→ **SHORT TASK**: Show each line of the material below that contains the word "white". Treat uppercase and lowercase letters as different.
┌─ ENTRIES SHOWN
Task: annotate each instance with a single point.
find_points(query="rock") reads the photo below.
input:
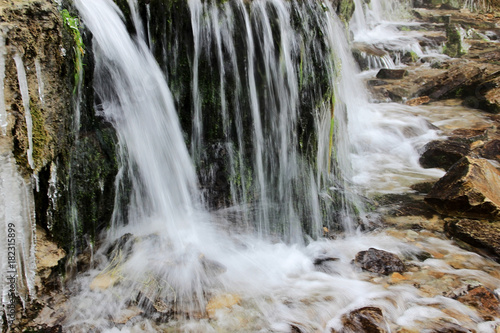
(364, 320)
(470, 134)
(470, 188)
(220, 302)
(482, 235)
(484, 301)
(443, 154)
(103, 281)
(391, 74)
(454, 44)
(379, 261)
(418, 101)
(491, 150)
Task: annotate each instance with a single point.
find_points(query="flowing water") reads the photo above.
(259, 265)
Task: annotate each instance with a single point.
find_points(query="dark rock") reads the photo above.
(379, 261)
(470, 134)
(365, 320)
(392, 74)
(482, 235)
(443, 154)
(485, 302)
(424, 187)
(468, 189)
(491, 150)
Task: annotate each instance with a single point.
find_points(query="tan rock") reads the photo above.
(470, 188)
(103, 281)
(220, 302)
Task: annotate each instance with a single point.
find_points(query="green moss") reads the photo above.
(346, 10)
(73, 25)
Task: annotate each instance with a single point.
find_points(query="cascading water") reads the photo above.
(166, 262)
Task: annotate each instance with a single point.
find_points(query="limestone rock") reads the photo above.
(364, 320)
(391, 74)
(482, 235)
(469, 189)
(418, 101)
(379, 261)
(443, 154)
(221, 302)
(487, 304)
(491, 150)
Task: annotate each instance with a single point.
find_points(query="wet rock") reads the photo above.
(485, 302)
(423, 187)
(418, 101)
(379, 261)
(365, 320)
(470, 134)
(491, 150)
(103, 281)
(468, 189)
(221, 302)
(443, 154)
(452, 328)
(482, 235)
(391, 74)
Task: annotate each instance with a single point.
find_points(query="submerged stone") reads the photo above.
(369, 319)
(482, 235)
(391, 74)
(379, 261)
(443, 154)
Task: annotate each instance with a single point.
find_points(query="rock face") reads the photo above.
(365, 320)
(469, 189)
(482, 235)
(391, 74)
(443, 154)
(484, 300)
(379, 261)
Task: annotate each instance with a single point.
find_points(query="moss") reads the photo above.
(453, 47)
(346, 10)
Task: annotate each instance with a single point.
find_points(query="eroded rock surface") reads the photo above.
(379, 261)
(469, 189)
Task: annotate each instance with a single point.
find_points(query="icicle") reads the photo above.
(17, 234)
(23, 86)
(39, 78)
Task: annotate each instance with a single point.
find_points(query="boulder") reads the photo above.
(418, 101)
(391, 74)
(491, 150)
(470, 188)
(364, 320)
(443, 154)
(379, 261)
(482, 235)
(484, 301)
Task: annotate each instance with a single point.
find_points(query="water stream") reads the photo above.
(168, 263)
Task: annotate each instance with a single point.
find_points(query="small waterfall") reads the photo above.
(275, 99)
(17, 235)
(23, 86)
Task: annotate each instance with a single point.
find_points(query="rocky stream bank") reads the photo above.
(455, 221)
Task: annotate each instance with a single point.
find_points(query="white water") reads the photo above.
(23, 87)
(182, 255)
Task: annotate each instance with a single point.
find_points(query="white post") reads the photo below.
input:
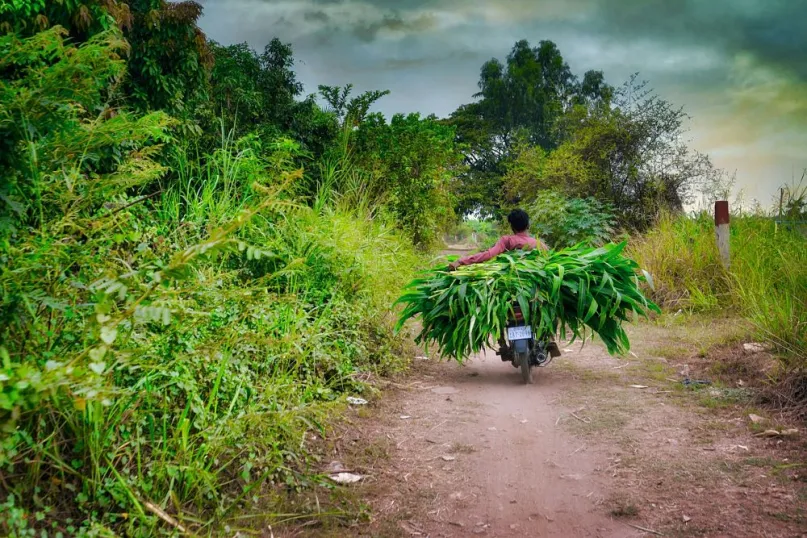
└─
→ **EXPECTED ANSWER**:
find_points(query="white water") reads the photo above.
find_points(query="white post") reads the photo below.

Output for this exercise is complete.